# start of RAW DATA

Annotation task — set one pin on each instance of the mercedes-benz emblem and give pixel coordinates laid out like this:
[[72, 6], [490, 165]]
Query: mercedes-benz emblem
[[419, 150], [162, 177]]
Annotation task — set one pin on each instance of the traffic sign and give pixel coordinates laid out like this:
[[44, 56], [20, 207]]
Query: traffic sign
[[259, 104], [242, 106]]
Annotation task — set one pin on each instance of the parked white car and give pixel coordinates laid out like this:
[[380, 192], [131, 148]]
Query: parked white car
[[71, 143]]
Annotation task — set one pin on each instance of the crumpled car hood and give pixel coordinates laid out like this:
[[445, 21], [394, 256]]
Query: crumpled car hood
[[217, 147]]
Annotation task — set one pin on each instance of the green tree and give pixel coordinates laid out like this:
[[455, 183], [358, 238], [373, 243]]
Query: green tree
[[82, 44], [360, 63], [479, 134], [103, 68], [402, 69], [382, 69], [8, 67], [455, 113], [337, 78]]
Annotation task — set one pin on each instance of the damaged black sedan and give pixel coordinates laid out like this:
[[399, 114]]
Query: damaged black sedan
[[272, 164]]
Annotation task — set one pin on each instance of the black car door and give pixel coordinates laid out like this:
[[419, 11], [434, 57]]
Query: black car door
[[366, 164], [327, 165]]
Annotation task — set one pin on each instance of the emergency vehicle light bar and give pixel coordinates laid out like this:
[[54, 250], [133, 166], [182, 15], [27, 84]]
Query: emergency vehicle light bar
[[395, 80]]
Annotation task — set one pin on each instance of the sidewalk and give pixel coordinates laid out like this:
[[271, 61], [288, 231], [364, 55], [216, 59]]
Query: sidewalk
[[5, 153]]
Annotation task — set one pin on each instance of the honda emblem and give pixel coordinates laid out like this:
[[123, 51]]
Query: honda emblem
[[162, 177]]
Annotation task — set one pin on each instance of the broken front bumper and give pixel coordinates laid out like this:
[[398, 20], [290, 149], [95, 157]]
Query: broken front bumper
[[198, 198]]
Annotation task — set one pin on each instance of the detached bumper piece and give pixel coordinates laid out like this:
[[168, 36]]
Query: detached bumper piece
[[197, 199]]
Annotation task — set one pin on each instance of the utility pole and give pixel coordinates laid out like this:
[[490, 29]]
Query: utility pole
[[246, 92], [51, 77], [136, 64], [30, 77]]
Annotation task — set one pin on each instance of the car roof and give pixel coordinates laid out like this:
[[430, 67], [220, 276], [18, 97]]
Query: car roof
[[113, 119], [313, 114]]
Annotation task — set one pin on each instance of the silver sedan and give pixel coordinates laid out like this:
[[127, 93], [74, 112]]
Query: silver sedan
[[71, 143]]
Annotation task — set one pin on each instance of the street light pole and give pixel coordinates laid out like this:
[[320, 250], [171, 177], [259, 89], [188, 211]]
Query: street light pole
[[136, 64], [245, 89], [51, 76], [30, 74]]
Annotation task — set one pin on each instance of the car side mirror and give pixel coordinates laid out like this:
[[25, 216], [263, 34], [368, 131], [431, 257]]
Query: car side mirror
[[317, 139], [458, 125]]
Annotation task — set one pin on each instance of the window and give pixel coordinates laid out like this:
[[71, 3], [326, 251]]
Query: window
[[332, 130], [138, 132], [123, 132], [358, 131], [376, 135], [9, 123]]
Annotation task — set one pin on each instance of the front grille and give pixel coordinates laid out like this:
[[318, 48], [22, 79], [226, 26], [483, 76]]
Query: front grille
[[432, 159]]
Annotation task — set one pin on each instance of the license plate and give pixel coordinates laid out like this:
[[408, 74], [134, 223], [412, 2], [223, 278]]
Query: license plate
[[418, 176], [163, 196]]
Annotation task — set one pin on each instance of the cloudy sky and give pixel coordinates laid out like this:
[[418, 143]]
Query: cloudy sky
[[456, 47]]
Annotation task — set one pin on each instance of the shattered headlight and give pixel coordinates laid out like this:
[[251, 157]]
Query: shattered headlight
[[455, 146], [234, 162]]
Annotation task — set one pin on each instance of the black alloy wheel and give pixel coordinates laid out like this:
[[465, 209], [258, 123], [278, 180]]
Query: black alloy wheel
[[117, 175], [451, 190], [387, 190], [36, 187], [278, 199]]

# end of RAW DATA

TASK DIRECTIONS: Please copy the records from the line that contains "of the detached" through the line that contains "[[246, 92], [51, 77], [136, 64], [30, 77]]", both included, leaving the request lines unchanged. In the answers, multiply every pin coordinate by 1.6 and round to whole numbers, rounding halves up.

SOLUTION TO THIS TASK:
Annotation task — set one pin on each instance of the detached bumper piece and give pixel coordinates laid out like this:
[[168, 36]]
Query: detached bumper piece
[[315, 318]]
Annotation task — set one pin on each instance of the utility pole and give pixel coordinates laid out like this:
[[490, 29]]
Query: utility pole
[[394, 147], [82, 123], [218, 102], [48, 123]]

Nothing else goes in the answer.